Exercise objective.
Edit the data from the line containing "For each <instance>" through the line containing "box: [0, 4, 1197, 783]", inclusive, by replacing "rough mask" with "coarse mask". Give only those lines, with nothing else changed.

Input records.
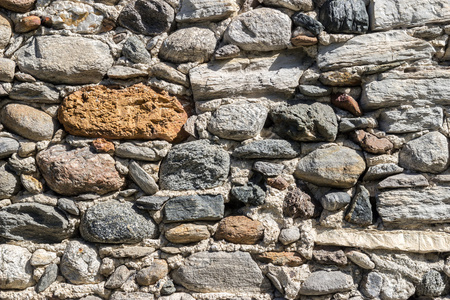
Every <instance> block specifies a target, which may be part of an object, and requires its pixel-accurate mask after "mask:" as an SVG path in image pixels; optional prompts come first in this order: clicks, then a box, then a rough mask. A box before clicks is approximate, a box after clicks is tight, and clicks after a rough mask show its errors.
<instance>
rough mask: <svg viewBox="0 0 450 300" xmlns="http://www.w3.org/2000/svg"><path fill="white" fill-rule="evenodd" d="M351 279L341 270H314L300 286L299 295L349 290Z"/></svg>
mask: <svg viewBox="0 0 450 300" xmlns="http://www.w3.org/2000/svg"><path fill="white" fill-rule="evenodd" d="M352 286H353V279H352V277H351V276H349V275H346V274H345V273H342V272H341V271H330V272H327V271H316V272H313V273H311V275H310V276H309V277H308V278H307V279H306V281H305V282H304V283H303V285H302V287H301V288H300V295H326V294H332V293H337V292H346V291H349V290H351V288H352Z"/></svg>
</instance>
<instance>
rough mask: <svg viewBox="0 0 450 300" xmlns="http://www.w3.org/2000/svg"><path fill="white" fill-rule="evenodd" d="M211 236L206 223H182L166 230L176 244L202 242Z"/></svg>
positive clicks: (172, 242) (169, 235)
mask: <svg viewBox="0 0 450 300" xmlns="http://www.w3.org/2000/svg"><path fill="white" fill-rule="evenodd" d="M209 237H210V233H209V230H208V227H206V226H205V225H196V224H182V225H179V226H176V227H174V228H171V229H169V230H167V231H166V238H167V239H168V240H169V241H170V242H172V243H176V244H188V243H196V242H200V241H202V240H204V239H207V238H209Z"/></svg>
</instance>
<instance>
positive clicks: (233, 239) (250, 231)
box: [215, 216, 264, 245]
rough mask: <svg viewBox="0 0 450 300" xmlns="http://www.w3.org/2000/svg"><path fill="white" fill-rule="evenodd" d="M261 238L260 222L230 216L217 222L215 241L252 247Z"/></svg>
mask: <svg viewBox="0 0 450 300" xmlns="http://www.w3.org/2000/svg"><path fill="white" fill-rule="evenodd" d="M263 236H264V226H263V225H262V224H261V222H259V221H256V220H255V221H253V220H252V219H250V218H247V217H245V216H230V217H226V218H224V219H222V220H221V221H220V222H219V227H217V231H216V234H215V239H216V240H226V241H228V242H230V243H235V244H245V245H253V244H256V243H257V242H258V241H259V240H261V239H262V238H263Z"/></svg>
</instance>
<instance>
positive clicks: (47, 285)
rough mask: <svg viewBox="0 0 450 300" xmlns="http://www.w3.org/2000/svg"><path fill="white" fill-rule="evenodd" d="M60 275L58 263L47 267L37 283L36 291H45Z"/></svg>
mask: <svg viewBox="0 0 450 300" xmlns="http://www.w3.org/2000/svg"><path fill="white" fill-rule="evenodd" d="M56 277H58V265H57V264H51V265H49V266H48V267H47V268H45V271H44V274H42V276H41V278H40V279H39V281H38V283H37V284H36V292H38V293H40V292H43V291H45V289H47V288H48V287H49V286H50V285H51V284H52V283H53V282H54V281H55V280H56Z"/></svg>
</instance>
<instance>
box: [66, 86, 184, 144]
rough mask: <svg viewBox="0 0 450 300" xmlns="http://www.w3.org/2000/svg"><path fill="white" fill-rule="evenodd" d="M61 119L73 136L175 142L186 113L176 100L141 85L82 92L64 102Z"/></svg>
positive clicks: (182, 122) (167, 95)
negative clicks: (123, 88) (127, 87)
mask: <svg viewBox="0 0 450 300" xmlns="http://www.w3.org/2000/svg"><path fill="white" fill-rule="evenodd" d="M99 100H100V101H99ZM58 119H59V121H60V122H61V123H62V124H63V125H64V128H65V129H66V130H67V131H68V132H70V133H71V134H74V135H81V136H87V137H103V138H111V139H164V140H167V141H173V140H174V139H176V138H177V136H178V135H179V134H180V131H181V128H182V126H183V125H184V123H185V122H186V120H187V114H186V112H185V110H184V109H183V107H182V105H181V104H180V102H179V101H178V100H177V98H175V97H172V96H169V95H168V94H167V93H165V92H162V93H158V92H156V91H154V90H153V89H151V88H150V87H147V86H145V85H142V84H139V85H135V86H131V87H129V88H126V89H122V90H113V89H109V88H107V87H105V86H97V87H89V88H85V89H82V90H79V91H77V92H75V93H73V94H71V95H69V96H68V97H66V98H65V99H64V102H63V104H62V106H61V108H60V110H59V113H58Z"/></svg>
* * *
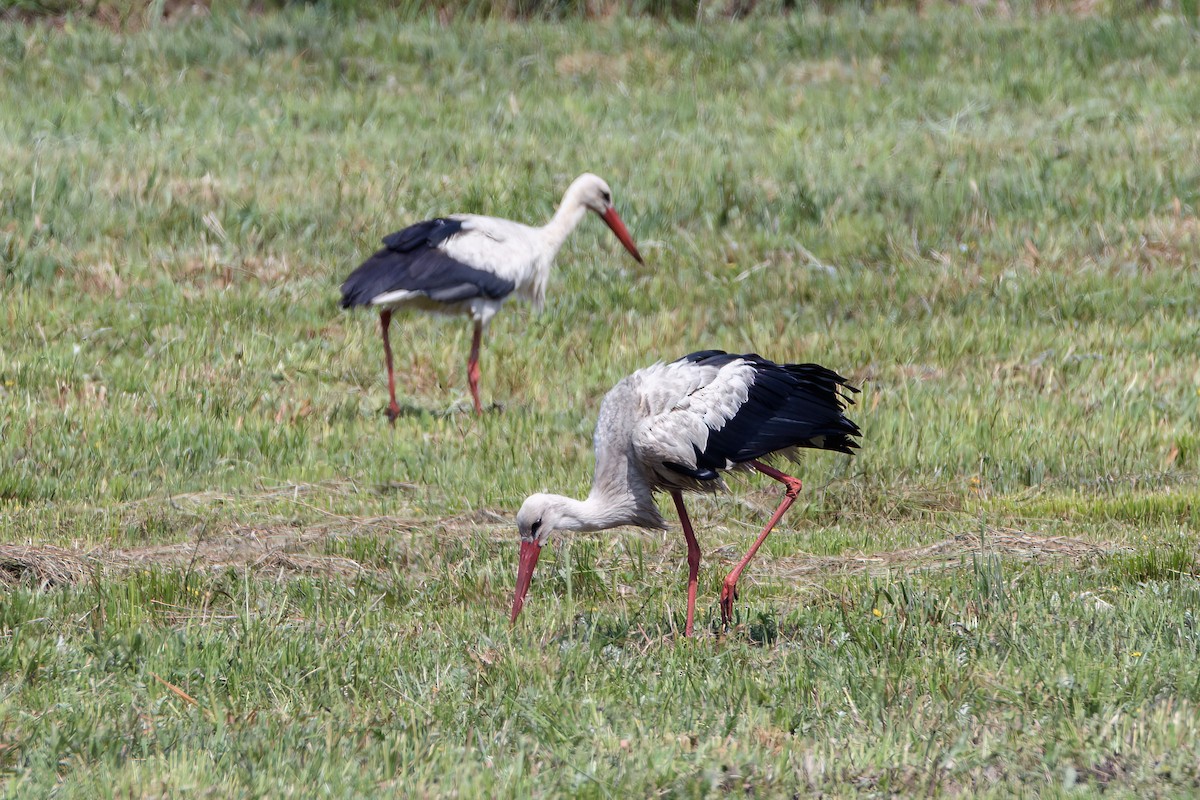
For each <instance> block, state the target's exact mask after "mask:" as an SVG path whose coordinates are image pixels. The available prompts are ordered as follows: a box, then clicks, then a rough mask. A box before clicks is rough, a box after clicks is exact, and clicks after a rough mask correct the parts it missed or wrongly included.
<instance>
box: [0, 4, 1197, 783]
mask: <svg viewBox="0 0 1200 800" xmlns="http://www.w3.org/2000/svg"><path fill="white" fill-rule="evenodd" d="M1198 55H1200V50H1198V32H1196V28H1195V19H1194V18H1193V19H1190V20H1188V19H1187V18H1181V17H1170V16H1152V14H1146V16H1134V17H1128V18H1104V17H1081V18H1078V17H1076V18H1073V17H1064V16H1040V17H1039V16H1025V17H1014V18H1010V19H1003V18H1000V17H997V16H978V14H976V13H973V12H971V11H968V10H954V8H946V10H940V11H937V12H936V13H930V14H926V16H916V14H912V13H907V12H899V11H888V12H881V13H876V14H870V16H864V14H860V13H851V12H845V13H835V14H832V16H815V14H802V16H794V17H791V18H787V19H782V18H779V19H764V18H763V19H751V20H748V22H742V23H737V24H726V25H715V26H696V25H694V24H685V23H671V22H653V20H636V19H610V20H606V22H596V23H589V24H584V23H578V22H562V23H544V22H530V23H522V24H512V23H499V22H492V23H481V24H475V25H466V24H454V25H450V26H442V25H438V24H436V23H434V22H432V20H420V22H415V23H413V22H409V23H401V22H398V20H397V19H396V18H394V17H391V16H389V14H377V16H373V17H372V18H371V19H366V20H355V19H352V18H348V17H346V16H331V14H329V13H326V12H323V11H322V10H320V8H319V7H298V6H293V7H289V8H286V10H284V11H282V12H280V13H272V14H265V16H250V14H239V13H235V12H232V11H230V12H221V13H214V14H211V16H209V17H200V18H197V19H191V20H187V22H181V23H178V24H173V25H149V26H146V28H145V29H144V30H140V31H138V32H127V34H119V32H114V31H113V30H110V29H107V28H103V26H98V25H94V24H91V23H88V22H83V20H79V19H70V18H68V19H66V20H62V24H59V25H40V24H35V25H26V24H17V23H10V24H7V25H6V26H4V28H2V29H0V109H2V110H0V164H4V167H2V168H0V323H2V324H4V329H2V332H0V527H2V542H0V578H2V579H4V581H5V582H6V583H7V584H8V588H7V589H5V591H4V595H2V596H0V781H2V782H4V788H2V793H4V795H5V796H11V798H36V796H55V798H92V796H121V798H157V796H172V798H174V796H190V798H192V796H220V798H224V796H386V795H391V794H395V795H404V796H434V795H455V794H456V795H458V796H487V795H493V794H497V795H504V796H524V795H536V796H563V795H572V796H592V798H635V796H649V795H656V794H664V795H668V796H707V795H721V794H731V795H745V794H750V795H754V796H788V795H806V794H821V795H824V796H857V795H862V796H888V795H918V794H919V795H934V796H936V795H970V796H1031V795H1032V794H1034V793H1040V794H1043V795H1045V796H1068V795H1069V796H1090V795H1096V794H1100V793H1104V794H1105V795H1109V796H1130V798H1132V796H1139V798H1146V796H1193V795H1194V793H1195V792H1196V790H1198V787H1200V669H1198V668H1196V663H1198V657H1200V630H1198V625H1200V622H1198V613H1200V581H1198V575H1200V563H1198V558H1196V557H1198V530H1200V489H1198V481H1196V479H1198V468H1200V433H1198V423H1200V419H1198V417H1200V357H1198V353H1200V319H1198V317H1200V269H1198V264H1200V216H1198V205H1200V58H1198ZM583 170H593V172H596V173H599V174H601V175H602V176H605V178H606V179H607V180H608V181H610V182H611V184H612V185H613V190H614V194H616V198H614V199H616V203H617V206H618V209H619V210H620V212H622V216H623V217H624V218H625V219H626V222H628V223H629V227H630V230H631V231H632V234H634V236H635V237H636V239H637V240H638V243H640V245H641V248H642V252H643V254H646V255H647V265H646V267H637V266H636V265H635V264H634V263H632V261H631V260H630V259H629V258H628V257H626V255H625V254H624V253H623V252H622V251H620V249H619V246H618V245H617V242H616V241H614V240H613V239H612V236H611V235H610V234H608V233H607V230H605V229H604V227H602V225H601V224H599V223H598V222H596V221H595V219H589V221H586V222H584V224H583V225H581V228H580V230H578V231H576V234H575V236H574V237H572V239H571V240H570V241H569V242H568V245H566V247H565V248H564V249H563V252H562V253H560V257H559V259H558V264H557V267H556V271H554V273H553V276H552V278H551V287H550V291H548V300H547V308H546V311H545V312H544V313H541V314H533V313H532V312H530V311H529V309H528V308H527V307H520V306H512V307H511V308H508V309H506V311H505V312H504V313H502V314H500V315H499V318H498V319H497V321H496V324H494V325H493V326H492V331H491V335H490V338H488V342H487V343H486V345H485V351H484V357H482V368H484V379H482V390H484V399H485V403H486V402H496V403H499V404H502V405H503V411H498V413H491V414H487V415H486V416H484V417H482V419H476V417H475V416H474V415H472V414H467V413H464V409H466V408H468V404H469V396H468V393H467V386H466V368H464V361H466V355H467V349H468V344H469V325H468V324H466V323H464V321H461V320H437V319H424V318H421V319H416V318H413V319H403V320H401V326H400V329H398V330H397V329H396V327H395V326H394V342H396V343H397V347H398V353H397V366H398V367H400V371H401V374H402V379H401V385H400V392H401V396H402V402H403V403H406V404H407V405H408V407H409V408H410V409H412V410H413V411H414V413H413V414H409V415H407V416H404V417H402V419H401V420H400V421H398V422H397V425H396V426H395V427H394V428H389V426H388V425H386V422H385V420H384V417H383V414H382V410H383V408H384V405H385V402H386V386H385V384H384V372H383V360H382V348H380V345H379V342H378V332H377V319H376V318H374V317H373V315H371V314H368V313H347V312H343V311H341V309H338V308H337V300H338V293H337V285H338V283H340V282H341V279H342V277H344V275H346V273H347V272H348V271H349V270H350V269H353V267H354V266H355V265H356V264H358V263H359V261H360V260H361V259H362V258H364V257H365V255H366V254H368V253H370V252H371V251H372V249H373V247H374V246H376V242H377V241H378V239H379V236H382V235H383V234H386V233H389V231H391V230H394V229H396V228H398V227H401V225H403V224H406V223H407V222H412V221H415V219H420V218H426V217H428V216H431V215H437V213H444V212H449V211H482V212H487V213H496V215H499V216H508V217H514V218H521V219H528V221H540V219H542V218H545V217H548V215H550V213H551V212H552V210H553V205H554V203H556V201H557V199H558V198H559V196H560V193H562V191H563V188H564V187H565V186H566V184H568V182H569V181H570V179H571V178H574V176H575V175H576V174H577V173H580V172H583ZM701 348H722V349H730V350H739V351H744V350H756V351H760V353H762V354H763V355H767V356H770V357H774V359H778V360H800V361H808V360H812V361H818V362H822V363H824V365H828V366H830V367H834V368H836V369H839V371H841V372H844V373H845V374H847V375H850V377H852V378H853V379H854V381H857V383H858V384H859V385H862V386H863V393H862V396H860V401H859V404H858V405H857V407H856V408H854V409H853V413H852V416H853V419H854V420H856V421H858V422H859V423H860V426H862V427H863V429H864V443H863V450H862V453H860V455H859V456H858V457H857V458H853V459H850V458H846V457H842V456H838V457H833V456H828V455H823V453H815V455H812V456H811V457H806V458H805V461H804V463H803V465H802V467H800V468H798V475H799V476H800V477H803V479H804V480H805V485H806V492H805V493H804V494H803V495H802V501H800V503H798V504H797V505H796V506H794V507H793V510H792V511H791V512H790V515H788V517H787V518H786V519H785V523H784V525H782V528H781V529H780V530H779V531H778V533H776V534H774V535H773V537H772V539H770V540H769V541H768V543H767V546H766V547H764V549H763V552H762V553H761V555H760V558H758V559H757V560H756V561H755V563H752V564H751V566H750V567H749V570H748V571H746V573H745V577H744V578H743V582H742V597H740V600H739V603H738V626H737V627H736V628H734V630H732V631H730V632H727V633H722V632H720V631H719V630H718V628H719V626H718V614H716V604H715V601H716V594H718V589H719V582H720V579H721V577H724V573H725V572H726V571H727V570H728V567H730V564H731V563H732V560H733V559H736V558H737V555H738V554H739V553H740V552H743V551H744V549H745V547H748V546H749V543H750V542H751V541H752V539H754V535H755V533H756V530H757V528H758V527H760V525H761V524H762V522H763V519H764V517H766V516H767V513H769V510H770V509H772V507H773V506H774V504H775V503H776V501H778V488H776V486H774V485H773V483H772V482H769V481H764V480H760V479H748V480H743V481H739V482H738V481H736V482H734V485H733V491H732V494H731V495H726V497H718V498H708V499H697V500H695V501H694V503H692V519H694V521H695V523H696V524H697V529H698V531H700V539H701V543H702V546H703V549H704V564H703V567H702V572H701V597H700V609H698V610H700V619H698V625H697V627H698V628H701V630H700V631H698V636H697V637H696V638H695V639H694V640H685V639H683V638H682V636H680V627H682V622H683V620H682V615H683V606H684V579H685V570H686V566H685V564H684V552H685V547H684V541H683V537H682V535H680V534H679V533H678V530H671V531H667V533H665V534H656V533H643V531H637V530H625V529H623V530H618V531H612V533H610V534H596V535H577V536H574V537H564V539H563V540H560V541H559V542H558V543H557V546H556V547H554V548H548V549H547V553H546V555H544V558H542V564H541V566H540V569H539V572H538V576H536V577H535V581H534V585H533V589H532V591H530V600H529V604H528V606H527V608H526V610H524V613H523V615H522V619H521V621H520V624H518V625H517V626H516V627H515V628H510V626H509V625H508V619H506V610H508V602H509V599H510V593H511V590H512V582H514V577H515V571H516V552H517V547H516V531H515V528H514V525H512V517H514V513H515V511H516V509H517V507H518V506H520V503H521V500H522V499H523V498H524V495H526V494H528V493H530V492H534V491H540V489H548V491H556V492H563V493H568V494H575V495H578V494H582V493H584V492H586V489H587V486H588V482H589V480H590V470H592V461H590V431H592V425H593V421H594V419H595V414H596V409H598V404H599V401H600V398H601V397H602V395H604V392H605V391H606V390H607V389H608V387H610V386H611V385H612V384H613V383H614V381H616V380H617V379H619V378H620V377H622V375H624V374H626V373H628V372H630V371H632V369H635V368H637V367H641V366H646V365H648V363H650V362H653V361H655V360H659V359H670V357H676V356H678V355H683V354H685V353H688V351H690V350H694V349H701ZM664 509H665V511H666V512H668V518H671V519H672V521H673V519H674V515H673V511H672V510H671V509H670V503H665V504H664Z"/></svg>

Exercise answer.
For each <instance> block, state the target's exact mask after "mask:" as an SVG path whose coordinates are image pixels. The available prompts are ordered as follows: a box, then clicks, then a coarse mask. A box before clicks is rough, a box after clicks is exact, and clicks after a coarse mask correct the parts it missed or wrongly included.
<instance>
box: [0, 4, 1197, 783]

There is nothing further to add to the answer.